-- Problem --
Reproduce the lines below from the one that contains "in [556, 661]." through the end, inclusive, and add nothing.

#### Information shown ####

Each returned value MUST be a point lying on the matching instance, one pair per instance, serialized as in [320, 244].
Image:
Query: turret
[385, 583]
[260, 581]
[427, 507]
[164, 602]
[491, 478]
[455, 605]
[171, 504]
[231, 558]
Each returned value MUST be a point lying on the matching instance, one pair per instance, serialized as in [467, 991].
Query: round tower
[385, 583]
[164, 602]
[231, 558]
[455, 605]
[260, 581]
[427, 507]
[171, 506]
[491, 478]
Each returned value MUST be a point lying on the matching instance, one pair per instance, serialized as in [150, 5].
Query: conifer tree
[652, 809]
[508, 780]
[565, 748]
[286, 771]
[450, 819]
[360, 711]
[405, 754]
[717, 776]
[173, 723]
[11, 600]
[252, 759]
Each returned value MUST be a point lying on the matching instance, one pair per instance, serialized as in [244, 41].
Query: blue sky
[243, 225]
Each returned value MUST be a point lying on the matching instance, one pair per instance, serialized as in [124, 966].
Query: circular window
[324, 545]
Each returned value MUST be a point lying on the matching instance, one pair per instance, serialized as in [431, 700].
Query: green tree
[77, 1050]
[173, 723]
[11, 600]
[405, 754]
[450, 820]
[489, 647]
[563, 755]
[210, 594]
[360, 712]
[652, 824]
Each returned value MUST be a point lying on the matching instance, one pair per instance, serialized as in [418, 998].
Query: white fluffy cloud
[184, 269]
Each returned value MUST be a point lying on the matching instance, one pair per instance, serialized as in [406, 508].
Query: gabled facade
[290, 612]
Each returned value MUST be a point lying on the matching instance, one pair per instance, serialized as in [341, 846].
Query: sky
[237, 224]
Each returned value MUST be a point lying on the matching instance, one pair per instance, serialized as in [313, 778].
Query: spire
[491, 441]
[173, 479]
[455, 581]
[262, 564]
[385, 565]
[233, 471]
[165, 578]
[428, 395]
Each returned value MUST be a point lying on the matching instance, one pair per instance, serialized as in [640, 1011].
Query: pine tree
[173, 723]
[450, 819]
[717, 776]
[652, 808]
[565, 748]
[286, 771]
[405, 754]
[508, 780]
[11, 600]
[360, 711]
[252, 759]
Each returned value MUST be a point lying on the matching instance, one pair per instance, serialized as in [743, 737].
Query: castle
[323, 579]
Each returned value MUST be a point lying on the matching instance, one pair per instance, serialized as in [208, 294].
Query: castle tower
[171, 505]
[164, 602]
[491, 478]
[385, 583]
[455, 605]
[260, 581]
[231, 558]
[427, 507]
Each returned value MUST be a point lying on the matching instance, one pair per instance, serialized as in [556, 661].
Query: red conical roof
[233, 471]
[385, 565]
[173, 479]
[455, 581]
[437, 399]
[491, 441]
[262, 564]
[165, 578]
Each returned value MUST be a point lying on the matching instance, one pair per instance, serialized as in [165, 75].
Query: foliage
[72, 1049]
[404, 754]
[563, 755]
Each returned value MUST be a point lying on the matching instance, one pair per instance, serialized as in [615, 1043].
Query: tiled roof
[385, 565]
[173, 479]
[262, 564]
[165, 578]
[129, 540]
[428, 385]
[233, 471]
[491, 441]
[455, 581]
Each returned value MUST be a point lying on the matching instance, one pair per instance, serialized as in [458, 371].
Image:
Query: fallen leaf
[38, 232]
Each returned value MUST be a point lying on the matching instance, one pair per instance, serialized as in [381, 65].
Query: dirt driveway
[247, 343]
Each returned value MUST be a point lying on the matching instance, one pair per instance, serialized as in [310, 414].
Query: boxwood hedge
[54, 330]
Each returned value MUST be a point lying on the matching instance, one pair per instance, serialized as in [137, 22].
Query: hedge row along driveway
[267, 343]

####

-- Task result --
Each returned value MUST be a point lying on the matching instance, one pair per instance, serialized as in [556, 661].
Query: red conical roof
[233, 471]
[385, 565]
[173, 479]
[455, 581]
[437, 399]
[491, 441]
[262, 564]
[165, 578]
Each returned value MUST be a point lying on the matching instance, one pair per instance, serialized as in [165, 75].
Query: foliage
[72, 1049]
[404, 754]
[563, 755]
Each returned value MUST be a point lying on the matching instance, one pair per instance, serialized as in [615, 1043].
Query: tiled roof
[385, 565]
[173, 479]
[262, 564]
[165, 578]
[129, 540]
[428, 385]
[233, 471]
[491, 441]
[455, 581]
Each returned value MUST be a point lying on the matching instance, one pair per instance, serialized as in [458, 371].
Image:
Query: fallen leaf
[38, 232]
Each returned value MUST be a point lying on the matching instance, one pair per instance, serialized as in [381, 65].
Query: dirt driveway
[247, 343]
Each returned value MUST be a point lying on the matching instance, one pair per instance, serialized as in [310, 414].
Query: boxwood hedge
[54, 330]
Each returned value MUST be a point lying on the matching instance, one pair per instance, serialized as in [137, 22].
Query: hedge row along driveway
[267, 343]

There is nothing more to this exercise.